- [WHAT TO PRODUCE]
All entries below are to be reproduced precisely as they stand, without the pictures.

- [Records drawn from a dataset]

# # #

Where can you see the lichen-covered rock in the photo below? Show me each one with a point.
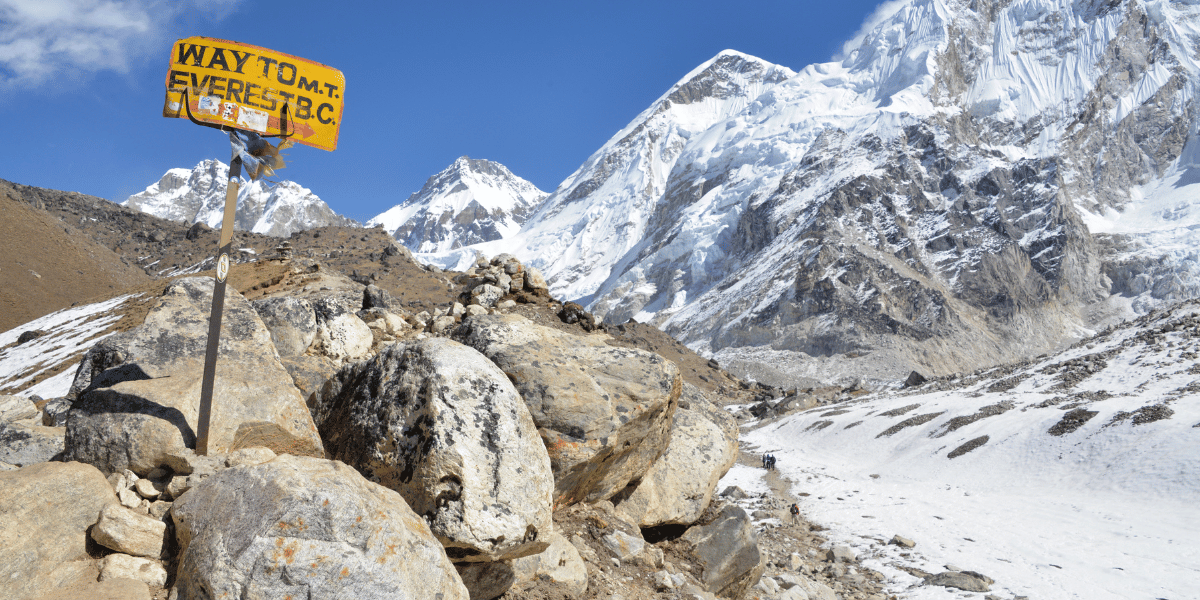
(291, 321)
(727, 551)
(43, 533)
(443, 426)
(679, 485)
(603, 412)
(307, 528)
(139, 391)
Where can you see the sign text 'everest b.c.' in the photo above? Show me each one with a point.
(244, 87)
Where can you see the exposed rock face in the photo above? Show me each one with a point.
(471, 202)
(679, 485)
(443, 426)
(47, 510)
(139, 391)
(729, 551)
(603, 412)
(292, 322)
(132, 533)
(307, 528)
(23, 443)
(561, 563)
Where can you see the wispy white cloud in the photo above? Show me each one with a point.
(882, 12)
(47, 42)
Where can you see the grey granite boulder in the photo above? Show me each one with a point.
(291, 321)
(309, 528)
(139, 391)
(603, 412)
(679, 485)
(47, 510)
(443, 426)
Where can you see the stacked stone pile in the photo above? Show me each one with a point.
(467, 453)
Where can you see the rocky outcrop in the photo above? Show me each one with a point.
(439, 424)
(138, 393)
(292, 323)
(727, 549)
(307, 528)
(603, 412)
(679, 485)
(47, 510)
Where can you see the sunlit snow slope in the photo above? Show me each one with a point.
(959, 191)
(471, 202)
(1068, 477)
(269, 208)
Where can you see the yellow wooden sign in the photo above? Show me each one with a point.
(249, 88)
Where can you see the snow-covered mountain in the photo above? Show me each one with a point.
(471, 202)
(1072, 475)
(269, 208)
(975, 183)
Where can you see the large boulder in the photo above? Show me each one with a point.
(558, 565)
(24, 443)
(603, 412)
(291, 321)
(301, 527)
(47, 510)
(727, 551)
(139, 391)
(439, 424)
(679, 485)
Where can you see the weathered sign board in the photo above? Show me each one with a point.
(238, 85)
(251, 93)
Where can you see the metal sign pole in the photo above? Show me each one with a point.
(210, 357)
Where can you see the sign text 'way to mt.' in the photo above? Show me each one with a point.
(256, 89)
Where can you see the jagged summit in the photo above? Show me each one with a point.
(973, 183)
(197, 195)
(471, 202)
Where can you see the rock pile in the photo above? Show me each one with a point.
(461, 453)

# # #

- [PROBLEM SOLUTION]
Where can you see the lichen-covered rock in the photo below? Show me each one with a point.
(291, 321)
(727, 551)
(43, 533)
(443, 426)
(679, 485)
(603, 412)
(307, 528)
(139, 391)
Where can you see the sign text 'everest b.c.' in the photo above? Show me each one with a point.
(244, 87)
Where can you see the exposed rock face in the photo above? Show me each one with a point.
(471, 202)
(679, 485)
(443, 426)
(47, 510)
(139, 391)
(729, 551)
(603, 412)
(292, 322)
(132, 533)
(307, 528)
(23, 443)
(561, 563)
Where can you see the wispy white cloud in the photo above? Show me each one with a point.
(882, 12)
(47, 42)
Where can you see the grey granite boulder in the photo above? Show me each one with a point.
(291, 321)
(309, 528)
(139, 391)
(603, 412)
(679, 485)
(47, 510)
(443, 426)
Where can you see the stacked stone pile in the photo above? Show me each one with a point.
(467, 453)
Where can you see the rocky outcrop in the photo above? Show me each one with a point.
(439, 424)
(138, 393)
(292, 323)
(727, 549)
(307, 528)
(603, 412)
(679, 485)
(47, 510)
Where can you see the sunlit snow slope in the photo above? Show me each one with a point.
(959, 191)
(471, 202)
(1068, 477)
(269, 208)
Where can you see the yellow wooden sign in the photo above? Show me each one with a point.
(249, 88)
Where can you see the snow-covered mountain in the photo above? Show me each one with a point.
(471, 202)
(1072, 475)
(269, 208)
(975, 183)
Where can you see the large boulder in the photo above? Show me each one with a point.
(558, 565)
(24, 443)
(603, 412)
(291, 321)
(301, 527)
(47, 510)
(727, 551)
(139, 391)
(439, 424)
(679, 485)
Where can you see the weathered sign board in the photo above? Show me each one with a point.
(238, 85)
(251, 93)
Where can you see the metal sign pole in the photo above? Show me each one with a point.
(210, 357)
Where can you see the sign text 'way to mt.' in the photo above? Show me each one with a point.
(256, 89)
Where can you see the jagged summit in the photo above? Show me each one with a point.
(973, 183)
(197, 195)
(471, 202)
Where can you see the rock pile in the photo above? Show me each one with a point.
(461, 453)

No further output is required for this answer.